> _DATA ENTRIES_:

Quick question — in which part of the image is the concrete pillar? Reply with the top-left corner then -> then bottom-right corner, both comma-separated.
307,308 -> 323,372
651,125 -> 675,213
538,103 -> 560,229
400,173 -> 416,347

> _PROBLEM STATEMENT_: Copy the entries above word for word, line by line.

> _RESULT OF THIS EXERCISE_:
Quick question — in which part of the image is the concrete pillar? Reply with the top-left corner then -> then bottom-right corner, both comma-separated.
307,308 -> 323,372
651,125 -> 675,213
538,103 -> 560,229
400,173 -> 416,347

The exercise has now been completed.